• _Data supplied_:
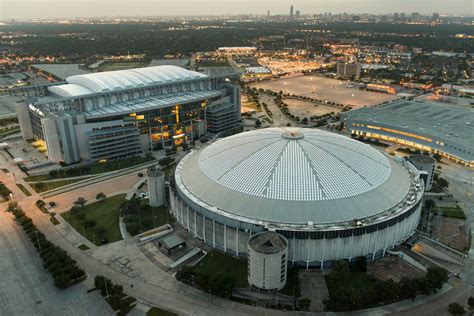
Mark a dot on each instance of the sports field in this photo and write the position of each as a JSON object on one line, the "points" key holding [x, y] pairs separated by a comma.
{"points": [[322, 88]]}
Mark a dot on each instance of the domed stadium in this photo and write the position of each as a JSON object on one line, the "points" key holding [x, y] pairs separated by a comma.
{"points": [[331, 196]]}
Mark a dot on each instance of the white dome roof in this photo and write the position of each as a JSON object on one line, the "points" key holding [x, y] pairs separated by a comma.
{"points": [[293, 176], [290, 164]]}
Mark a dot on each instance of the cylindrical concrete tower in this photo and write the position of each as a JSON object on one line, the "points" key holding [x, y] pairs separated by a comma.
{"points": [[267, 261], [156, 187], [426, 164]]}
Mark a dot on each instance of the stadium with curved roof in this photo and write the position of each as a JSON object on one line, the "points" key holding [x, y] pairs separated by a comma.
{"points": [[332, 197], [114, 114]]}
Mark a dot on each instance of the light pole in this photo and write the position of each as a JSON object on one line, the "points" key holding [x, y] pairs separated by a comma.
{"points": [[106, 289], [37, 240]]}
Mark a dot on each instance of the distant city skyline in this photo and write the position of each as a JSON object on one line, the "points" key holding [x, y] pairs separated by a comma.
{"points": [[36, 9]]}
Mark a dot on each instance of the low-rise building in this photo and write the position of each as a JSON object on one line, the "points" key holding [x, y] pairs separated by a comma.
{"points": [[107, 115], [433, 127]]}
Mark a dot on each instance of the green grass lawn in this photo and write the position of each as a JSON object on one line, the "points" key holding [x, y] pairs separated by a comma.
{"points": [[356, 281], [216, 262], [147, 218], [157, 215], [23, 189], [105, 214], [155, 311], [46, 186], [292, 286]]}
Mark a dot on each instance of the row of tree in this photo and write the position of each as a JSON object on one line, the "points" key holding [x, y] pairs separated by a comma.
{"points": [[57, 261], [114, 295], [4, 191], [353, 290]]}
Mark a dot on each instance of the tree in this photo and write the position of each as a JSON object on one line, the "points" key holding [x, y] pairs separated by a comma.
{"points": [[304, 303], [80, 202], [361, 264], [39, 186], [443, 183], [470, 301], [456, 309], [430, 204], [100, 196], [100, 231]]}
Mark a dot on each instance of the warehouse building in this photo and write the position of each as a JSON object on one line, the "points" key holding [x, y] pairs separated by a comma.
{"points": [[108, 115], [330, 196], [438, 128]]}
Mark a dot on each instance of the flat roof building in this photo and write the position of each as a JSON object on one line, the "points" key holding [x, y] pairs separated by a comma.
{"points": [[434, 127], [114, 114]]}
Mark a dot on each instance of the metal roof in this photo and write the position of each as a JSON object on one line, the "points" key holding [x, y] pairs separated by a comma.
{"points": [[268, 242], [109, 81], [318, 176], [153, 102], [443, 121], [312, 166]]}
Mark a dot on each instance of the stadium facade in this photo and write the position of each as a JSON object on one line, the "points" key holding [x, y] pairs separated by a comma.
{"points": [[330, 196], [109, 115], [438, 128]]}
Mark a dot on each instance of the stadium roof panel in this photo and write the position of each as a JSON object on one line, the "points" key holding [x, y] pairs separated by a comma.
{"points": [[153, 102], [322, 178], [102, 82]]}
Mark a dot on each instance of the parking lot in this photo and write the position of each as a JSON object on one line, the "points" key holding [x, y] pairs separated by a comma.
{"points": [[328, 89]]}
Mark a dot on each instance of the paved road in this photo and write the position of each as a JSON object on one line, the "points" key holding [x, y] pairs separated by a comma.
{"points": [[27, 289], [125, 264]]}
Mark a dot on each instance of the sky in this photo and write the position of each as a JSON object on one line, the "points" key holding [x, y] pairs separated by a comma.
{"points": [[35, 9]]}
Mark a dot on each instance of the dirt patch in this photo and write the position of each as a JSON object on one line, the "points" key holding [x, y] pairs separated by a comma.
{"points": [[393, 268], [451, 232], [306, 109]]}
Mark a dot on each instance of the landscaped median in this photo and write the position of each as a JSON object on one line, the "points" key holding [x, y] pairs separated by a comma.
{"points": [[219, 273], [98, 221], [352, 288], [57, 261]]}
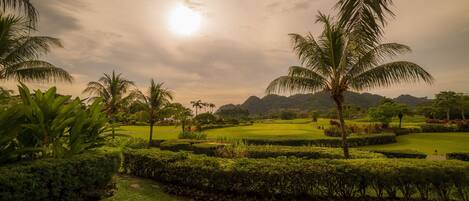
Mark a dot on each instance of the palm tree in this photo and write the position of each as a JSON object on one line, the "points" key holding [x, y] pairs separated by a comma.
{"points": [[197, 105], [20, 52], [112, 89], [332, 64], [156, 99], [181, 114], [23, 6]]}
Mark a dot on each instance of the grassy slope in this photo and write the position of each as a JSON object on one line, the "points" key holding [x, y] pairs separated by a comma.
{"points": [[133, 188], [429, 142]]}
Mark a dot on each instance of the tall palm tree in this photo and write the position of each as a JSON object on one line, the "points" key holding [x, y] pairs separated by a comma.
{"points": [[23, 6], [112, 89], [332, 64], [155, 100], [20, 52], [197, 105]]}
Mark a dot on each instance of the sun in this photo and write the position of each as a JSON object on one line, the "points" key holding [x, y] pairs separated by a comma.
{"points": [[184, 21]]}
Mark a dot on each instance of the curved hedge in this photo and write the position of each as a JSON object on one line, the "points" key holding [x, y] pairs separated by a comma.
{"points": [[462, 156], [354, 141], [380, 178], [269, 151], [80, 177]]}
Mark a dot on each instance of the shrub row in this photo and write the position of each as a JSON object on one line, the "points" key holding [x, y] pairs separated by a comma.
{"points": [[401, 153], [353, 141], [81, 177], [425, 179], [458, 156], [269, 151]]}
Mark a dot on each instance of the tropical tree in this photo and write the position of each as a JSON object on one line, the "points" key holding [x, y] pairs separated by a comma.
{"points": [[112, 89], [20, 53], [154, 101], [333, 63], [197, 105], [181, 114], [447, 101], [23, 6]]}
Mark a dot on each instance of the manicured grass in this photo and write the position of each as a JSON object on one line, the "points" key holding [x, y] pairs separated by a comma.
{"points": [[159, 132], [429, 142], [133, 188]]}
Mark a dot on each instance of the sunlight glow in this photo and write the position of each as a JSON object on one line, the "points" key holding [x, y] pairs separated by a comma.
{"points": [[184, 21]]}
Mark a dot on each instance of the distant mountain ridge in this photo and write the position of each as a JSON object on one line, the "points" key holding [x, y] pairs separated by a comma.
{"points": [[317, 101]]}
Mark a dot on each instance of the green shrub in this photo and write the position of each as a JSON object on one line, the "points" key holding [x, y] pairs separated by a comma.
{"points": [[458, 156], [401, 153], [308, 152], [437, 128], [192, 135], [80, 177], [353, 141], [356, 178]]}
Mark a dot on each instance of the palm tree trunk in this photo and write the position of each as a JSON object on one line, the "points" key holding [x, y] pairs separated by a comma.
{"points": [[447, 115], [150, 142], [338, 101]]}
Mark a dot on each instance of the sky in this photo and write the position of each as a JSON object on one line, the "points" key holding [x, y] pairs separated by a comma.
{"points": [[239, 47]]}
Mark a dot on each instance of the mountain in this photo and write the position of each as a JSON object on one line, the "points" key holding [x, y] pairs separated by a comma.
{"points": [[317, 101]]}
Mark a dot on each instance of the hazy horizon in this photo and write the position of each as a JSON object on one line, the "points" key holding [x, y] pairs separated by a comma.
{"points": [[239, 47]]}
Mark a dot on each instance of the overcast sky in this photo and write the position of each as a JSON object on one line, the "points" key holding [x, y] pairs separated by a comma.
{"points": [[240, 46]]}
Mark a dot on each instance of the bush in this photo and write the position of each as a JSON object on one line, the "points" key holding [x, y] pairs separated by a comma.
{"points": [[335, 131], [353, 141], [401, 153], [306, 152], [437, 128], [357, 178], [192, 135], [81, 177], [406, 131], [458, 156]]}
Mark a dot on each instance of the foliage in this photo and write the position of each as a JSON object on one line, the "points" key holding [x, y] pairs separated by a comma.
{"points": [[205, 118], [354, 141], [21, 49], [46, 124], [463, 156], [81, 177], [192, 135], [313, 178], [401, 153]]}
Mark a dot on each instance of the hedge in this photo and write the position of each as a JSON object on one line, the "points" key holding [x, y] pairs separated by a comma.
{"points": [[357, 178], [401, 153], [458, 156], [353, 141], [81, 177]]}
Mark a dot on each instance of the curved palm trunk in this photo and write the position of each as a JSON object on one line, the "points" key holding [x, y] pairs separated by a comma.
{"points": [[150, 142], [338, 100]]}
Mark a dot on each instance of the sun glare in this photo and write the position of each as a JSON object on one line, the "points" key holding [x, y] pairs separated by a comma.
{"points": [[184, 21]]}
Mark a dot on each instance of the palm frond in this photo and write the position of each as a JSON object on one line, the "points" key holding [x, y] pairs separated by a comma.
{"points": [[389, 74], [36, 70], [295, 84], [24, 6]]}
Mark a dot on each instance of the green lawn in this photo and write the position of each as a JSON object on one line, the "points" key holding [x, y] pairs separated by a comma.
{"points": [[133, 188], [429, 142]]}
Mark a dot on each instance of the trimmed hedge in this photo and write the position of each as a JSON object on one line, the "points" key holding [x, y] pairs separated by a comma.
{"points": [[358, 178], [401, 153], [81, 177], [458, 156], [270, 151], [353, 141]]}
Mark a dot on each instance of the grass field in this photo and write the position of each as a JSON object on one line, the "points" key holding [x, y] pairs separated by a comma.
{"points": [[305, 129], [429, 142]]}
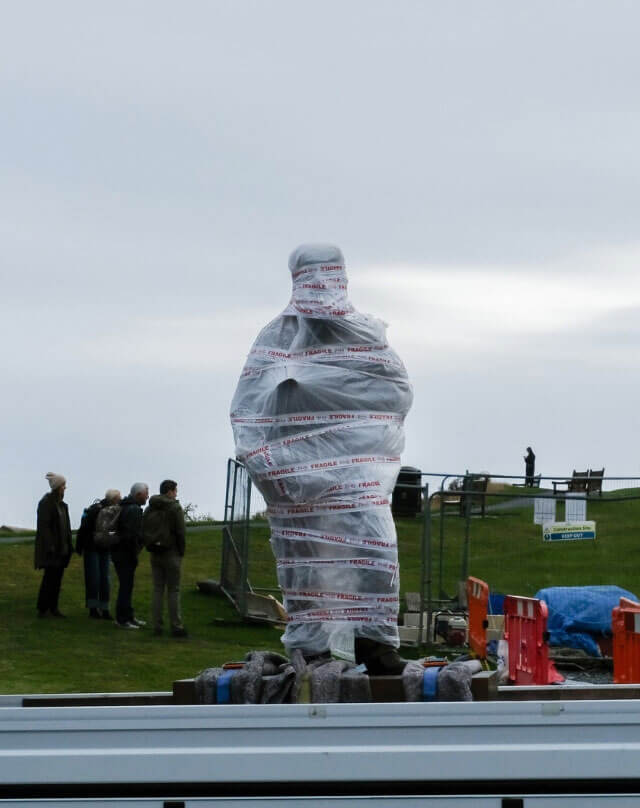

• _Exercise directions_: Count the lines in the rows above that contain the word "mountain" and reply with that number alone.

• _Answer below_: 2